_WORK REQUIRED_.
Collect every line in the records below that contains the word "hole" and copy each one in full.
>> start GIVEN RECORDS
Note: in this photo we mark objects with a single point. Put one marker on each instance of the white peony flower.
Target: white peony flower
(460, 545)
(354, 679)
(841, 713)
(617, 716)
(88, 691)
>> end GIVEN RECORDS
>> start GIVEN RECORDS
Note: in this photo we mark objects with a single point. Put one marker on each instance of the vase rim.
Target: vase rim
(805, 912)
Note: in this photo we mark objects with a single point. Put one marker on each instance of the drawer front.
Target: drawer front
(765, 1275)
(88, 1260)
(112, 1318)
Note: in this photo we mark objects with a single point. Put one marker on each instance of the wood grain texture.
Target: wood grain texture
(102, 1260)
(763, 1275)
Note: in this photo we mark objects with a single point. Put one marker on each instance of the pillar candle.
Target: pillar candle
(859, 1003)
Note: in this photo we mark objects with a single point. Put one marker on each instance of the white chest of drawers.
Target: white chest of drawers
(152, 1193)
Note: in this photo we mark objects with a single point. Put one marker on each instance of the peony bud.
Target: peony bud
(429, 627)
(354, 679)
>> end GIVEN RECORDS
>> start GIVEN RECORDS
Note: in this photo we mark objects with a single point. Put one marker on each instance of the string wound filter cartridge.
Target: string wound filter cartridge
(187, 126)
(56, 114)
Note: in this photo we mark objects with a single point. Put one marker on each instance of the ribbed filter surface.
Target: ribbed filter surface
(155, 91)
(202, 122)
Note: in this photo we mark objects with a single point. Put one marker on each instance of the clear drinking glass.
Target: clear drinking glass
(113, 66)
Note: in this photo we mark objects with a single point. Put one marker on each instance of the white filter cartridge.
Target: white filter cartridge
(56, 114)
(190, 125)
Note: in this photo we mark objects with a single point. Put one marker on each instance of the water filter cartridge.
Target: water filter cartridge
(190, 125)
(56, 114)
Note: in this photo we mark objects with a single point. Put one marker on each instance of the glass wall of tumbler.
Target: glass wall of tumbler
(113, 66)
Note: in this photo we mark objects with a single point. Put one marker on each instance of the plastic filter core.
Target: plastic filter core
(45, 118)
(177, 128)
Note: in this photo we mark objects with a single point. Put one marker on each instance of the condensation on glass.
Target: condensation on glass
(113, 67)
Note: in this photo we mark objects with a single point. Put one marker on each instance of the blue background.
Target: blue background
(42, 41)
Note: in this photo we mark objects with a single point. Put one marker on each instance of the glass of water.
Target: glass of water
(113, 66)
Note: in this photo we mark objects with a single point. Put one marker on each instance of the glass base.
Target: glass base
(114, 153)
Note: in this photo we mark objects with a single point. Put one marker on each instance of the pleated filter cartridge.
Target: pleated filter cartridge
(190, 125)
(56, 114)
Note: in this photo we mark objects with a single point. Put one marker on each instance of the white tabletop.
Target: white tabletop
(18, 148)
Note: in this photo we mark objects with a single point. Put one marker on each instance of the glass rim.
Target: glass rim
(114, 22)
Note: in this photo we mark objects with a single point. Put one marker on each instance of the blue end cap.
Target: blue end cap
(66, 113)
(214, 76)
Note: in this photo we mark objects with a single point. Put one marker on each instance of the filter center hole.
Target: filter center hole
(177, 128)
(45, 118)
>> end GIVEN RECORDS
_CORRECT RESPONSE_.
Note: in this photo we mark objects with a single point. Put one marker on each instance of the filter center hole.
Target: filter center hole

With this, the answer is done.